Records for processing →
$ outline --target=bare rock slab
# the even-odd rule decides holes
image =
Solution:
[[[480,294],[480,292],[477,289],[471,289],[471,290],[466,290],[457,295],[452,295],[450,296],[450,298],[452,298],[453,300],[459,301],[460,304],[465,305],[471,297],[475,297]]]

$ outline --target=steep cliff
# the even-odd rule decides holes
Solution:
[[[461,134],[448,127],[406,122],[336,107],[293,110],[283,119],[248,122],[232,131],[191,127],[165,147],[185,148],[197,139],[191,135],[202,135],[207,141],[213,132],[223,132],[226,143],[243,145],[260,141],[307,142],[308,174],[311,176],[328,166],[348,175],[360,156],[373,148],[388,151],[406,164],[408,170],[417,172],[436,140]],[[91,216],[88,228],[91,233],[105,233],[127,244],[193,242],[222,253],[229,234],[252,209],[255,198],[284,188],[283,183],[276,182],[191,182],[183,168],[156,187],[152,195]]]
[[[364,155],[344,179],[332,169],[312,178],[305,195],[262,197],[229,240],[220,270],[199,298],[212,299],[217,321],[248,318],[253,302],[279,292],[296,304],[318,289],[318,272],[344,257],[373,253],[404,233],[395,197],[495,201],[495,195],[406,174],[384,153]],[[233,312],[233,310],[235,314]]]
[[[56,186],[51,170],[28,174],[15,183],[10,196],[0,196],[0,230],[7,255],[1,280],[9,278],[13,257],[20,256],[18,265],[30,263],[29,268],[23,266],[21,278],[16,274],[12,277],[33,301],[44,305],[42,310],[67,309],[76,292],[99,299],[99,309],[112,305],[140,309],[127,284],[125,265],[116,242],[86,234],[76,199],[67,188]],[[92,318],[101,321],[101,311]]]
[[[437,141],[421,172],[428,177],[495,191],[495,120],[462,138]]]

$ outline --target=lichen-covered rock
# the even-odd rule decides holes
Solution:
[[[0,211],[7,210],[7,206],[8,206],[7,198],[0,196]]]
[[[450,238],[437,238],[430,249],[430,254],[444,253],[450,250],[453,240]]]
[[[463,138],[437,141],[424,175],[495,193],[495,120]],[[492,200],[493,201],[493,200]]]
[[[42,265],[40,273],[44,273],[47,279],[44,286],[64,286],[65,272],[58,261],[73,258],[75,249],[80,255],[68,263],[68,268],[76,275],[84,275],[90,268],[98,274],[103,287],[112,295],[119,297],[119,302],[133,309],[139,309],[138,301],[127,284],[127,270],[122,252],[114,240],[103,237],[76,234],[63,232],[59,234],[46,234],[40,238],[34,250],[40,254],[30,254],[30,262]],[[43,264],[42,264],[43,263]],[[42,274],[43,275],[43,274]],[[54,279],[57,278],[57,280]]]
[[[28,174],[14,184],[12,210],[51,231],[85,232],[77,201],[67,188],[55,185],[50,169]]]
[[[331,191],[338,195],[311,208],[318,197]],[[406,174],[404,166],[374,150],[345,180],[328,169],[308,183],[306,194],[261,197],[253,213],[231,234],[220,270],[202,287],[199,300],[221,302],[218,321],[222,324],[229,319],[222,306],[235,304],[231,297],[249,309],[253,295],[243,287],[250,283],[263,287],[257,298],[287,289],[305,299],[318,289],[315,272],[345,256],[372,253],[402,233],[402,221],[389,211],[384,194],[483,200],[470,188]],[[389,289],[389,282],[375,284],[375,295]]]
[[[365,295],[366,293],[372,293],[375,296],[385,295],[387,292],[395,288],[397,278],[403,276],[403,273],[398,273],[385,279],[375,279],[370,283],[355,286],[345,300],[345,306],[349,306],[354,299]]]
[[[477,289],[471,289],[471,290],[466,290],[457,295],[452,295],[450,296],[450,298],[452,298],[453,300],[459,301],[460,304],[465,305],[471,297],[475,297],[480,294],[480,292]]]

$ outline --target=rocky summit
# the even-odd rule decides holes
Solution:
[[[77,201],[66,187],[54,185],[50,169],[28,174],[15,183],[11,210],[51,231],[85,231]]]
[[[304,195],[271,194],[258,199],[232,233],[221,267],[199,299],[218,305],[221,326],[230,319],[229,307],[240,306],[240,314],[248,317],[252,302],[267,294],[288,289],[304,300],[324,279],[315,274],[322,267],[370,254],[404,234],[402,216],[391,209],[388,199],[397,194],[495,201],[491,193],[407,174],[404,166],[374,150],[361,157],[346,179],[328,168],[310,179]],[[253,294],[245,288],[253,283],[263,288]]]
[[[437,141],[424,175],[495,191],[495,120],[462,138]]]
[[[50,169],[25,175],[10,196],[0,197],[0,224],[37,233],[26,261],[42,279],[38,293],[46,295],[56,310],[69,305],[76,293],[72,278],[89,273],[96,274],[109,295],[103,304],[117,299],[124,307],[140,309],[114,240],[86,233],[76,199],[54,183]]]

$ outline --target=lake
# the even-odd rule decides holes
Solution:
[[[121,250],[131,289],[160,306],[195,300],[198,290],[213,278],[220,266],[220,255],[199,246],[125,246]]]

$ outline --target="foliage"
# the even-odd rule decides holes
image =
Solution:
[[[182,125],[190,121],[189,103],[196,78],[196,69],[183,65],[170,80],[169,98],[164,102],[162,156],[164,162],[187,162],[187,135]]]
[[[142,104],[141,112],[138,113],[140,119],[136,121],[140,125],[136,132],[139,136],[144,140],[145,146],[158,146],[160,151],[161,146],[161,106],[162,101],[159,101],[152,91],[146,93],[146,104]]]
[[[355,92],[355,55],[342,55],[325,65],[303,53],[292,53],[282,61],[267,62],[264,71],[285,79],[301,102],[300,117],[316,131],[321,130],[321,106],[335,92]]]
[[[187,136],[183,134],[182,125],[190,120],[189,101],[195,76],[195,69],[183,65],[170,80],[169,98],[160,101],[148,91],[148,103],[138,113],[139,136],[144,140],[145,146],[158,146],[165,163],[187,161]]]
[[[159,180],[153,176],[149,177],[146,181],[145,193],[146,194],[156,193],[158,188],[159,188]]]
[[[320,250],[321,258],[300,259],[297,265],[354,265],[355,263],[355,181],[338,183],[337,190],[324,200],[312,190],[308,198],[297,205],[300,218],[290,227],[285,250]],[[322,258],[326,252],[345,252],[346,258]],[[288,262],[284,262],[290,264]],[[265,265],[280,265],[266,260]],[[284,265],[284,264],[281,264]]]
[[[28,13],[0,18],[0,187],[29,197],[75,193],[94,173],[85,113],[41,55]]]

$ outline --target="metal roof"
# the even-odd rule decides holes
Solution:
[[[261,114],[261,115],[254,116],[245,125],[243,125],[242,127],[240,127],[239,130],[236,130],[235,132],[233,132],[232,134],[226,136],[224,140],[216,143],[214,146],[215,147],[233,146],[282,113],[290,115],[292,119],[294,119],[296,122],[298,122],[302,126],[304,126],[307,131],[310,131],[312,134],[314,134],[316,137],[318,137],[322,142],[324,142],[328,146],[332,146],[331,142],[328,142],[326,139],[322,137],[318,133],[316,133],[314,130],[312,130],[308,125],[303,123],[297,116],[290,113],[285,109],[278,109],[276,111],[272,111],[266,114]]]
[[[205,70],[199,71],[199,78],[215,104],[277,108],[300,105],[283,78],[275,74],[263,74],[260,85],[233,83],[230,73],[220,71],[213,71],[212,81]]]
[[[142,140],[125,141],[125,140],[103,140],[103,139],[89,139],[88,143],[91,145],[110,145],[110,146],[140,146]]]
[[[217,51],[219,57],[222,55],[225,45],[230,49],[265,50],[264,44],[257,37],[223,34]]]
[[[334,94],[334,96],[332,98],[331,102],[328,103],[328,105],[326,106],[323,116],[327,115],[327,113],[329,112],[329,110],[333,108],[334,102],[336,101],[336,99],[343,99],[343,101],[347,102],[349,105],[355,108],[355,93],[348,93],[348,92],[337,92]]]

Set exercise → Please write out all of the material again, substituting "nonzero winding rule" for "even-odd rule" wherever it occurs and leaving everything else unchanged.

The reply →
$ outline --target=bare rock slab
# the nonzero winding rule decides holes
image =
Solution:
[[[480,294],[480,292],[477,289],[471,289],[471,290],[466,290],[457,295],[452,295],[450,296],[450,298],[452,298],[453,300],[459,301],[460,304],[465,305],[471,297],[475,297]]]

$ outline --target=steep cliff
# the nonzero winding rule decides holes
Solution:
[[[461,134],[448,127],[406,122],[336,107],[293,110],[283,119],[248,122],[232,131],[191,127],[165,147],[185,148],[197,139],[191,135],[202,135],[207,141],[213,132],[223,132],[226,143],[243,145],[260,141],[307,142],[308,174],[311,176],[328,166],[348,175],[360,156],[373,148],[388,151],[406,164],[408,170],[417,172],[436,140]],[[91,216],[88,228],[91,233],[105,233],[127,244],[193,242],[222,253],[229,234],[252,209],[255,198],[284,188],[283,183],[276,182],[191,182],[183,168],[156,187],[152,195]]]
[[[364,155],[344,179],[332,169],[312,178],[305,195],[262,197],[229,240],[220,270],[199,298],[212,299],[217,321],[248,318],[253,302],[279,292],[296,304],[318,289],[318,272],[344,257],[373,253],[404,233],[395,197],[495,201],[495,195],[406,174],[384,153]],[[233,312],[233,310],[235,314]]]
[[[56,186],[51,170],[28,174],[15,183],[10,196],[0,196],[0,230],[7,255],[1,280],[9,278],[13,257],[20,256],[18,265],[30,263],[29,268],[23,266],[21,278],[16,274],[12,277],[33,301],[44,305],[42,310],[67,309],[76,292],[99,299],[99,309],[112,305],[140,309],[127,284],[125,265],[116,242],[86,234],[76,199],[67,188]],[[92,318],[101,321],[101,311]]]
[[[437,141],[421,172],[428,177],[495,191],[495,120],[462,138]]]

$ outline --target=lichen-covered rock
# the nonzero winding rule decides holes
Solution:
[[[0,211],[7,210],[7,206],[8,206],[7,198],[0,196]]]
[[[450,238],[437,238],[430,249],[430,254],[444,253],[450,250],[453,240]]]
[[[463,138],[437,141],[424,175],[495,193],[495,120]],[[492,200],[493,201],[493,200]]]
[[[42,265],[40,273],[44,273],[47,279],[44,286],[64,286],[65,272],[58,261],[73,258],[75,249],[80,255],[68,263],[68,268],[76,275],[84,275],[90,268],[98,274],[103,287],[112,295],[119,297],[119,302],[133,309],[139,309],[138,301],[127,284],[127,270],[122,252],[114,240],[103,237],[76,234],[63,232],[59,234],[46,234],[40,238],[34,250],[40,254],[30,254],[30,262]],[[43,264],[42,264],[43,263]],[[42,274],[43,275],[43,274]],[[54,279],[57,278],[57,280]]]
[[[28,174],[14,184],[12,210],[51,231],[85,232],[77,201],[67,188],[55,185],[50,169]]]
[[[331,191],[338,195],[311,208],[318,197]],[[406,174],[404,166],[374,150],[345,180],[328,169],[308,183],[306,194],[261,197],[253,213],[231,234],[220,270],[202,287],[199,300],[221,302],[218,321],[222,324],[229,319],[222,306],[235,304],[231,297],[249,309],[253,295],[243,287],[250,283],[263,287],[257,298],[287,289],[305,299],[318,289],[315,272],[345,256],[372,253],[402,233],[402,221],[389,211],[384,194],[483,200],[470,188]],[[389,289],[389,282],[375,284],[375,295]]]
[[[365,295],[366,293],[372,293],[375,296],[385,295],[387,292],[395,288],[397,278],[403,276],[403,273],[398,273],[385,279],[375,279],[370,283],[355,286],[345,300],[345,306],[349,306],[354,299]]]
[[[477,289],[471,289],[471,290],[466,290],[457,295],[452,295],[450,296],[450,298],[452,298],[453,300],[459,301],[460,304],[465,305],[471,297],[475,297],[480,294],[480,292]]]

$ outline --target=rocky summit
# the nonzero winding rule decides holes
Solution:
[[[77,201],[66,187],[54,185],[50,169],[28,174],[15,183],[11,210],[51,231],[85,231]]]
[[[304,195],[271,194],[258,199],[232,233],[221,267],[199,299],[218,305],[221,326],[230,319],[229,307],[240,306],[240,314],[248,317],[252,302],[267,294],[288,289],[304,300],[324,279],[315,274],[322,267],[370,254],[404,234],[402,216],[391,209],[388,199],[397,194],[495,201],[491,193],[407,174],[404,166],[374,150],[361,157],[346,179],[328,168],[310,179]],[[253,294],[245,288],[253,283],[263,288]]]
[[[437,141],[424,175],[495,191],[495,120],[462,138]]]
[[[50,169],[25,175],[10,196],[0,197],[0,224],[37,233],[26,261],[42,279],[38,293],[46,295],[56,310],[69,305],[76,293],[72,278],[89,273],[96,274],[109,295],[103,304],[117,299],[124,307],[140,309],[114,240],[86,233],[76,199],[54,183]]]

$ outline --target=lake
# the nonzero winding rule decides holes
Solution:
[[[121,250],[131,289],[160,306],[195,300],[198,290],[213,278],[220,266],[220,255],[199,246],[125,246]]]

$ outline --target="foliage"
# the nonzero winding rule decides holes
image =
Solution:
[[[182,125],[190,121],[189,103],[196,78],[196,69],[183,65],[170,80],[169,98],[164,102],[162,156],[164,162],[187,162],[187,135]]]
[[[142,104],[141,112],[138,113],[140,119],[136,121],[140,125],[136,132],[139,136],[144,140],[145,146],[158,146],[160,151],[161,146],[161,106],[162,101],[159,101],[152,91],[146,93],[146,104]]]
[[[355,92],[355,55],[342,55],[325,65],[303,53],[292,53],[282,61],[267,62],[264,71],[285,79],[301,102],[300,117],[316,131],[321,130],[321,106],[335,92]]]
[[[187,136],[183,134],[182,125],[190,120],[189,101],[195,76],[195,69],[183,65],[170,80],[169,98],[160,101],[148,91],[148,103],[138,113],[139,136],[144,140],[145,146],[158,146],[165,163],[187,161]]]
[[[159,180],[153,176],[149,177],[146,181],[145,193],[146,194],[156,193],[158,188],[159,188]]]
[[[320,250],[321,258],[300,259],[297,265],[354,265],[355,263],[355,181],[338,183],[337,190],[324,200],[312,190],[308,198],[297,205],[300,218],[290,227],[285,250]],[[322,258],[326,252],[345,252],[346,258]],[[288,262],[284,262],[290,264]],[[265,265],[280,265],[266,260]],[[284,265],[284,264],[281,264]]]
[[[28,13],[0,18],[0,187],[29,197],[75,193],[94,173],[85,113],[41,55]]]

$ outline --target="metal roof"
# the nonzero winding rule decides holes
Solution:
[[[261,114],[261,115],[254,116],[245,125],[243,125],[242,127],[240,127],[239,130],[236,130],[235,132],[233,132],[232,134],[226,136],[224,140],[216,143],[214,146],[215,147],[233,146],[282,113],[290,115],[292,119],[294,119],[296,122],[298,122],[302,126],[304,126],[307,131],[310,131],[312,134],[314,134],[316,137],[318,137],[322,142],[324,142],[328,146],[332,146],[331,142],[328,142],[326,139],[322,137],[318,133],[316,133],[314,130],[312,130],[308,125],[303,123],[297,116],[290,113],[285,109],[278,109],[276,111],[272,111],[266,114]]]
[[[205,70],[199,71],[199,78],[215,104],[277,108],[300,105],[283,78],[275,74],[263,74],[260,85],[233,83],[230,73],[220,71],[213,71],[212,81]]]
[[[142,140],[125,141],[125,140],[103,140],[103,139],[89,139],[88,143],[91,145],[110,145],[110,146],[140,146]]]
[[[217,51],[219,57],[222,55],[225,45],[230,49],[265,50],[264,44],[257,37],[223,34]]]
[[[334,94],[334,96],[332,98],[331,102],[328,103],[328,105],[326,106],[323,116],[327,115],[327,113],[329,112],[329,110],[333,108],[334,102],[336,101],[336,99],[343,99],[343,101],[347,102],[349,105],[355,108],[355,93],[348,93],[348,92],[337,92]]]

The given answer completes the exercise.